* READING TEXT:
· · · ·

In closing, we had a great 2022 that sets us up well for 2023 as we look to scale our business, deliver strong financial results, and drive long-term shareholder value. Thank you to the Alta team once again for all your hard work in driving a momentous year for the company. I'll turn it over to Tony.
Thanks, Ryan. Good evening, everyone, and thank you for your interest in Alta Equipment Group and our fourth quarter and full year 2022 financial results. We're pleased with our 2022 performance as we look to continue 2022's momentum forward into 2023. I first wanna congratulate my Alta teammates for their hard work and dedication to our company in 2022. Our results are directly correlated to our culture, which is grounded in our guiding principles and all of us focusing on building customers for life. A big thank you to all of Alta's employees. Before I move on to my prepared remarks, I'd like to welcome our new team members in East Providence, Rhode Island from M&G Materials Handling, our latest addition to the Alta family.

· · · ·

* GIVEN INSTRUCTION 1: In the earnings call remarks, what does the speaker say the company's results are directly correlated to, and what is that grounded in?
* GIVEN INSTRUCTION 2: Translate this sentence from the earnings call remarks into Spanish: "We're pleased with our 2022 performance as we look to continue 2022's momentum forward into 2023."
* GIVEN INSTRUCTION 3: Edit the earnings call remarks from "Thanks, Ryan. Good" to "the Alta family." so that "customers for life" reads "lifelong customers".

· · · ·

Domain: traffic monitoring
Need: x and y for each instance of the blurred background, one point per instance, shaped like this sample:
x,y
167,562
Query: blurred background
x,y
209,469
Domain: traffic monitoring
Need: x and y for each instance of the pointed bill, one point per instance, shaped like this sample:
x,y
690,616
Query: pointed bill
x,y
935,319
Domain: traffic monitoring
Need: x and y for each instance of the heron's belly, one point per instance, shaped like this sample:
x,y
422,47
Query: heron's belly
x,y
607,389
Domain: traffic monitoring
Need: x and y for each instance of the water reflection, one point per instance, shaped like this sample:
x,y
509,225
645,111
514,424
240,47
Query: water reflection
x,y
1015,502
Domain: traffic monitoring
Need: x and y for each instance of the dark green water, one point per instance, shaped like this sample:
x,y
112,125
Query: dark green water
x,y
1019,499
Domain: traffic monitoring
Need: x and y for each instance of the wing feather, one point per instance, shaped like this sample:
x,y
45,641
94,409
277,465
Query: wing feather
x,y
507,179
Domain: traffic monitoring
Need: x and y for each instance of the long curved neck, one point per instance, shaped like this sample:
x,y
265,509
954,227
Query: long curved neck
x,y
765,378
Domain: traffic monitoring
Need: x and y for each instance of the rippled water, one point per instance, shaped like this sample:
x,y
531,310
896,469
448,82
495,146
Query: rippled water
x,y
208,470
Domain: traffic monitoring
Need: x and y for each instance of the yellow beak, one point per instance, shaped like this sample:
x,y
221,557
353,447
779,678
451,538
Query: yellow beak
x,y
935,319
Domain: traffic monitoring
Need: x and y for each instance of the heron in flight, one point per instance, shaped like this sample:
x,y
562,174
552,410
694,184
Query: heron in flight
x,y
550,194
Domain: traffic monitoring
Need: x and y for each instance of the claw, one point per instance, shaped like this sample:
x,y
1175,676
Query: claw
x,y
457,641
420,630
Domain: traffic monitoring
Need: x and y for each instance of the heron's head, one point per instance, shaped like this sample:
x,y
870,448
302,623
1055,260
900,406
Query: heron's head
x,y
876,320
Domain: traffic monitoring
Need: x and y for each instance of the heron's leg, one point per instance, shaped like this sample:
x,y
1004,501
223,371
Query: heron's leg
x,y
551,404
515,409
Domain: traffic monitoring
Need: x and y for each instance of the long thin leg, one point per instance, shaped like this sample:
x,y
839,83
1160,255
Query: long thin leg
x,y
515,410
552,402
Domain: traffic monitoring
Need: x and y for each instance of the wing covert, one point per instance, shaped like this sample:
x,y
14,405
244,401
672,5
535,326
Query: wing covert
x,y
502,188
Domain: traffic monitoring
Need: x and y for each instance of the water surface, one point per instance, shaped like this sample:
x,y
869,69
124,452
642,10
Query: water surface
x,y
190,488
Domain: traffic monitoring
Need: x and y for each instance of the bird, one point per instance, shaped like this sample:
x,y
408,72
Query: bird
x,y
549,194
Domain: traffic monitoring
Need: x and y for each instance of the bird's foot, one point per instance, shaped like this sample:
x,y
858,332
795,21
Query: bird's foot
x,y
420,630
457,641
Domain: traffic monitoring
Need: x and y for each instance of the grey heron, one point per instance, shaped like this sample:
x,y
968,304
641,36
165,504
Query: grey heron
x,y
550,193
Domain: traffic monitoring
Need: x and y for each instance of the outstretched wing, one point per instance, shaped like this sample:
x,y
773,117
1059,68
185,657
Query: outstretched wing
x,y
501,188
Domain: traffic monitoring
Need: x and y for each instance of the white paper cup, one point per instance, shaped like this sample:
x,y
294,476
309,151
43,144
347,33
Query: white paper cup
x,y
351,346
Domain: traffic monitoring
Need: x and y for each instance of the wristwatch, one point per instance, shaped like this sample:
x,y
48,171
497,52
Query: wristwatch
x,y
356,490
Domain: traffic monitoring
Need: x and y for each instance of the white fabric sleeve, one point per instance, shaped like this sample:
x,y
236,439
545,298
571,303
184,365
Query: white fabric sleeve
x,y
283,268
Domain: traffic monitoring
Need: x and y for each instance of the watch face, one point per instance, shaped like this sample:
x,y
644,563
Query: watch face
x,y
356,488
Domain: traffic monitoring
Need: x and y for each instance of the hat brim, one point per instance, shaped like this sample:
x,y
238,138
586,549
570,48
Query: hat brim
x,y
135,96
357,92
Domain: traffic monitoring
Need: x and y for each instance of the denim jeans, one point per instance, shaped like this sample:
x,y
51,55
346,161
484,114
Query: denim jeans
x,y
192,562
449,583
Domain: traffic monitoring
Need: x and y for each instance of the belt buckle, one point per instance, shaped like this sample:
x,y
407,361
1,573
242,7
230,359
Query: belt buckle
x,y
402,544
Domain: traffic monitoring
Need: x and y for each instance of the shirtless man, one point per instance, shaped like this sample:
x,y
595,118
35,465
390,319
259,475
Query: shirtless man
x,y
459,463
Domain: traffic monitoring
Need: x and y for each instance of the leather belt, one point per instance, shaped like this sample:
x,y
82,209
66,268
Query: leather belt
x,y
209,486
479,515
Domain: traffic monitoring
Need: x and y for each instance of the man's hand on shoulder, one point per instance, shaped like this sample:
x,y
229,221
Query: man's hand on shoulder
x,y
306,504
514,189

· · · ·

* TASK RESULT 1: The results are directly correlated to the company's culture. That culture is grounded in its guiding principles and in everyone focusing on building customers for life.

* TASK RESULT 2: Estamos satisfechos con nuestro desempeño de 2022, ya que buscamos llevar el impulso de 2022 hacia 2023.

* TASK RESULT 3:
Thanks, Ryan. Good evening, everyone, and thank you for your interest in Alta Equipment Group and our fourth quarter and full year 2022 financial results. We're pleased with our 2022 performance as we look to continue 2022's momentum forward into 2023. I first wanna congratulate my Alta teammates for their hard work and dedication to our company in 2022. Our results are directly correlated to our culture, which is grounded in our guiding principles and all of us focusing on building lifelong customers. A big thank you to all of Alta's employees. Before I move on to my prepared remarks, I'd like to welcome our new team members in East Providence, Rhode Island from M&G Materials Handling, our latest addition to the Alta family.